#### DOCUMENT PASSAGE

I believe ASCAP _will_ negotiate with smaller venues, non-profits, etc.  Haven't taken part in such negotiations, so I don't know how hard-ball they are.

*Some* revenue's better than *no* revenue, and a sponsor just dropping music entirely.  Remember, however, that it's not just a question of *live* music.  Even broadcast of recordings through a sound system is subject to licensing.  So a bar owner who says, "Fine!  I'll just stop booking live acts, and so there!" will be met with the response, "Well, ya better turn off your sound system too..."

----------


## Sheryl McDonald

> So...how many folks here performing in bands in paying clubs belong to the American Federation of Musicians? ..


Use to be, until I realized none of the gigs I was getting were union gigs....

----------


## Sheryl McDonald

This is an interesting thread, and I can see both sides.  One part of me says that singer-songwriters who have not had some claim to fame might be happy to have their tunes being played publicly, by someone other than them. The more exposure they get, the more they might turn into a national hit.  On the other hand, they need to get what's rightfully due them.

----------


## JeffD

> But didn't you post that when you said that you couldn't afford the suggested rate they asked how much you could afford? That sounds like a negotiation. I wonder what would have happened if you pursued that course?


Because at the time it absolutely astonsished me. A person calls on the phone, says we owe them a whole bunch of money, based on nothing, admitting that they have no basis for the fee, have no idea what kind of place we run, what kind of music gets played, much less how many owned songs get played that we owe royalties on.  "Hey, pay us umpty ump dollars because you may owe us some money - oh ok, how much can you afford to pay us?"

########
#### DATA SEGMENT

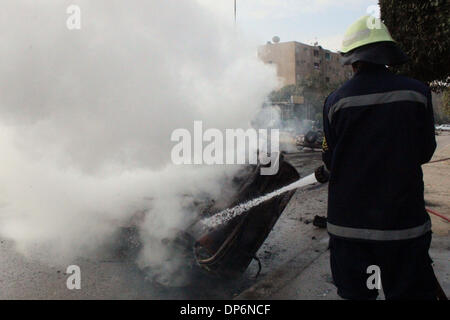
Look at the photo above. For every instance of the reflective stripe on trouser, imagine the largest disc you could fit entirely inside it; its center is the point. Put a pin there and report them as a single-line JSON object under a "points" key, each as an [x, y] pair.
{"points": [[381, 235], [377, 98]]}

########

§ **TASKS TO COMPLETE**
1. Write out the part of the licensing thread starting at "I believe ASCAP" and ending at "of Musicians? ..".
2. Translate this sentence from the licensing thread into Spanish: "Even broadcast of recordings through a sound system is subject to licensing."
The listing is separate material and has no connection to the licensing thread.

§ **SOLUTIONS PER TASK**
1.
I believe ASCAP _will_ negotiate with smaller venues, non-profits, etc.  Haven't taken part in such negotiations, so I don't know how hard-ball they are.

*Some* revenue's better than *no* revenue, and a sponsor just dropping music entirely.  Remember, however, that it's not just a question of *live* music.  Even broadcast of recordings through a sound system is subject to licensing.  So a bar owner who says, "Fine!  I'll just stop booking live acts, and so there!" will be met with the response, "Well, ya better turn off your sound system too..."

----------


## Sheryl McDonald

> So...how many folks here performing in bands in paying clubs belong to the American Federation of Musicians? ..

2. Incluso la transmisión de grabaciones a través de un sistema de sonido está sujeta a licencias.